*Problem to solve*.
Reproduce the lines below, changing every instance of "hazy sky" to "overcast sky" and leaving everything else as it is.

Location identification lines
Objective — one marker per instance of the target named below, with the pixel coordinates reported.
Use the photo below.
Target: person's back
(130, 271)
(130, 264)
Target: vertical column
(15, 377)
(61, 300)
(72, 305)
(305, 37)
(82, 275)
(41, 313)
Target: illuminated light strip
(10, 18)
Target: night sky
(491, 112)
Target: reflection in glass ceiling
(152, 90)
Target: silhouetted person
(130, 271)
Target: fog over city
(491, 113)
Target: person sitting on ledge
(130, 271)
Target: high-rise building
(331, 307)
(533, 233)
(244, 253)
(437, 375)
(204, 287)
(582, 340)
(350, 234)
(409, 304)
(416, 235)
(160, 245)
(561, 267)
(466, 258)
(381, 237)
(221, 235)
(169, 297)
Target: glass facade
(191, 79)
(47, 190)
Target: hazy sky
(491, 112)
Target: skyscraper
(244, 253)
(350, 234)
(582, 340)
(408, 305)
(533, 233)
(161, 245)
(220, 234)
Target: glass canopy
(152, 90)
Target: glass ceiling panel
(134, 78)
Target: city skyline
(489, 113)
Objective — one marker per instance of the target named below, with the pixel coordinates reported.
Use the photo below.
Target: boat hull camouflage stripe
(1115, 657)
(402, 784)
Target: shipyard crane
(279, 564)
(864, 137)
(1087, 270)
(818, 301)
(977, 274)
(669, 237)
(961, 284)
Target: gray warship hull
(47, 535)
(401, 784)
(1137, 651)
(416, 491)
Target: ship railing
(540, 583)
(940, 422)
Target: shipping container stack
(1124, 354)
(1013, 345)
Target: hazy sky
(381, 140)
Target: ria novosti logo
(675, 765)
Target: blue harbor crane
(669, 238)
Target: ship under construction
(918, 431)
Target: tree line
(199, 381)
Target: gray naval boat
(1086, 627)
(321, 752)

*The response*.
Objective — one marker per instance of the target named below, with the pixel coordinates reported.
Use the photo below.
Target: person's back
(130, 271)
(130, 264)
Target: vertical column
(15, 377)
(61, 300)
(72, 305)
(305, 37)
(82, 275)
(41, 313)
Target: illuminated light strip
(10, 18)
Target: night sky
(491, 112)
Target: reflection in glass ceiling
(152, 90)
Target: silhouetted person
(130, 271)
Target: fog over city
(491, 113)
Target: person sitting on ledge
(130, 271)
Target: high-rise building
(331, 307)
(533, 233)
(244, 253)
(437, 375)
(204, 287)
(582, 340)
(350, 234)
(409, 304)
(416, 235)
(160, 245)
(561, 267)
(466, 258)
(381, 237)
(221, 235)
(169, 297)
Target: glass facade
(191, 79)
(47, 190)
Target: overcast sky
(491, 112)
Target: skyscraper
(244, 253)
(350, 234)
(582, 340)
(408, 305)
(533, 233)
(161, 245)
(220, 234)
Target: glass canopy
(152, 90)
Target: glass ceiling panel
(134, 78)
Target: city skyline
(489, 113)
Objective — one marker per instance of the target named below, with the pixel coordinates reported.
Use the photo below.
Target: boat hull camouflage stripe
(1115, 657)
(402, 784)
Target: shipyard crane
(279, 564)
(864, 137)
(1087, 270)
(818, 301)
(977, 274)
(669, 237)
(961, 284)
Target: gray warship hull
(47, 535)
(401, 784)
(1137, 651)
(416, 491)
Target: ship railing
(540, 583)
(940, 422)
Target: shipping container stack
(1124, 354)
(1013, 345)
Target: overcast sky
(381, 140)
Target: ria novosti logo
(675, 765)
Target: blue harbor crane
(669, 238)
Target: ship under construction
(918, 431)
Target: tree line
(199, 381)
Target: gray naval boat
(1086, 627)
(321, 752)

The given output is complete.